--- START OF RECORDS FOR THIS EXERCISE ---

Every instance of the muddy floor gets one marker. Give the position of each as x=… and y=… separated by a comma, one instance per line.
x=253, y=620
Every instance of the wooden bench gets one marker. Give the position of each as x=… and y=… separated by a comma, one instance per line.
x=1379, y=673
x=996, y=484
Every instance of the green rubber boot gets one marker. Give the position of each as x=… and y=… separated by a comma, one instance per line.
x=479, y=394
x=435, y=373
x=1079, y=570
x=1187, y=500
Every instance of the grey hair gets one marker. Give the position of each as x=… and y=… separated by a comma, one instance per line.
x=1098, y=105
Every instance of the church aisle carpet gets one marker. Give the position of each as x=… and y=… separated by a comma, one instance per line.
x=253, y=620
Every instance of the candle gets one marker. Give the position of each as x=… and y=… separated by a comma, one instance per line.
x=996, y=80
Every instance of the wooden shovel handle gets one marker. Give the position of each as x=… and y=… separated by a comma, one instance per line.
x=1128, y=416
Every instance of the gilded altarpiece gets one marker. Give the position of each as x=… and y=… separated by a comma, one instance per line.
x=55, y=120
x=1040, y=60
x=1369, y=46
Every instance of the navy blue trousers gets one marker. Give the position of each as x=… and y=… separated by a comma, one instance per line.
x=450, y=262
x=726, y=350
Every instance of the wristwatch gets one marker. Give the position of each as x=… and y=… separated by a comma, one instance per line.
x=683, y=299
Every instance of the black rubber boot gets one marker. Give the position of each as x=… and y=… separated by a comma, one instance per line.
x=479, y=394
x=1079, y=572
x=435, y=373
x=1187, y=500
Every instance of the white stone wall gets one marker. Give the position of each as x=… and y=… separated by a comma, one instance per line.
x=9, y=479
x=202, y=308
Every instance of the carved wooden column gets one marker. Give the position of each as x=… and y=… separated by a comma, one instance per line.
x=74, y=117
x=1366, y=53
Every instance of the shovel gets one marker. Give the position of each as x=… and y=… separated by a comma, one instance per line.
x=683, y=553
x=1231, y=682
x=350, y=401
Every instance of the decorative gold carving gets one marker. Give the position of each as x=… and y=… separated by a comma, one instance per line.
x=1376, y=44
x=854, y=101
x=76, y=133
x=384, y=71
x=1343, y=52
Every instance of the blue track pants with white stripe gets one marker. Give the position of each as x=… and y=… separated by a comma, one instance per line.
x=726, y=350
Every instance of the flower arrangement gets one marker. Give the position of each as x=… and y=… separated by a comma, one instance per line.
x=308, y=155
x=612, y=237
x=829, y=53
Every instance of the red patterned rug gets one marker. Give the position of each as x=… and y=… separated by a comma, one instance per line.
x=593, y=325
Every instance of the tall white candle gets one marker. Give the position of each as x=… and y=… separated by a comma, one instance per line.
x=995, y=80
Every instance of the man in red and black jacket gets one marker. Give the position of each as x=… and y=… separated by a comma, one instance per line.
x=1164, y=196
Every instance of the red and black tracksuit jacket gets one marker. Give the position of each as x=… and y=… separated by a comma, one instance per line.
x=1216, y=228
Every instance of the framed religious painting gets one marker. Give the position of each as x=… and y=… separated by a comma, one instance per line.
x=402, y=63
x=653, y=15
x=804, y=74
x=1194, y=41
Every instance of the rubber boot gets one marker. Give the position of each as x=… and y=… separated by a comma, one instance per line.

--- END OF RECORDS FOR THIS EXERCISE ---

# WHAT THIS TASK INVOLVES
Please copy all of the rows above word for word, keeping each line unchanged and in the same order.

# TASK ANSWER
Every instance of the muddy floor gets one marker. Give the position of each as x=… and y=… separated by a comma, one instance per line.
x=253, y=620
Every instance of the wooden bench gets one marker. Give the position of each as x=… and y=… separated by a comma, one instance per line.
x=1379, y=673
x=996, y=484
Every instance of the green rubber boot gets one marker. Give the position of each as x=… and y=… separated by a comma, one instance per line.
x=479, y=394
x=435, y=373
x=1079, y=570
x=1187, y=500
Every instance of the grey hair gets one marker. Give the position of each as x=… and y=… separated by a comma, one instance per line.
x=1098, y=105
Every instance of the church aisle carpet gets one marker. Give the position of each as x=… and y=… separated by a comma, one instance per line.
x=253, y=620
Every instance of the candle gets one marker. Give the position of each as x=… and y=… separated by a comma, one instance per line.
x=996, y=80
Every instance of the wooden shovel handle gets one marker. Give the position of each as x=… and y=… separated by a comma, one instance per line.
x=1128, y=416
Every instance of the gilded altarpiece gets one marker. Give the position of each as x=… and y=… separated by a comma, one instance per line.
x=55, y=120
x=1040, y=60
x=1369, y=46
Every instance of the navy blue trousers gets one marker. Give the position of each as x=… and y=… separated by a comma, one instance per line.
x=450, y=262
x=726, y=350
Every instance of the wristwatch gets one marker. Give the position of each as x=… and y=… separated by a comma, one instance per line.
x=683, y=299
Every instance of the black rubber boot gets one marker. Give the position of each as x=… and y=… separated by a comma, one instance per line.
x=479, y=394
x=1079, y=572
x=435, y=373
x=1187, y=500
Every instance of the white stone wall gets one marker. Give the position of each as x=… and y=… separated by a comma, one instance per line.
x=9, y=479
x=202, y=308
Every instance of the carved wooden column gets one marker. Give the position of each as x=… and y=… separated by a comma, one instance per line.
x=74, y=117
x=1366, y=53
Every instance of the shovel gets one marker. Give the position of each as x=… and y=… separated by a comma, one instance per line.
x=683, y=553
x=1231, y=682
x=350, y=401
Every instance of the decorative gold carving gets one marker. Give the position of each as x=… and y=… separated by a comma, one instance per line.
x=1376, y=44
x=854, y=101
x=76, y=133
x=384, y=71
x=1343, y=52
Every instance of the blue track pants with white stripe gets one marker. Give the position of each as x=… and y=… separated by a comma, one instance per line.
x=726, y=350
Every instance of the flower arrangement gets one marker. Give the position of each as x=… and y=… separated by a comma, one instance per line.
x=308, y=155
x=612, y=237
x=829, y=53
Every instance of the red patterned rug gets one marker. Give the position of each as x=… and y=… separated by a comma, one instance per line.
x=593, y=325
Every instance of the tall white candle gets one marker. Give the position of each as x=… and y=… separated by a comma, one instance per line.
x=995, y=80
Every instance of the man in red and black jacket gets one marker. Give the position of each as x=… and y=… separated by a comma, one instance per line.
x=1164, y=196
Every instance of the red and black tracksuit jacket gets one marker. Give the position of each as x=… and y=… separated by a comma, one instance per line.
x=1216, y=228
Every instance of the framed religious painting gets one marker. Give the position of each as x=… and y=… separated by a comma, one instance per line.
x=402, y=63
x=653, y=15
x=804, y=74
x=1194, y=41
Every instance of the rubber boot gets one marker. Give the position of each as x=… and y=… separated by a comma, one instance per line.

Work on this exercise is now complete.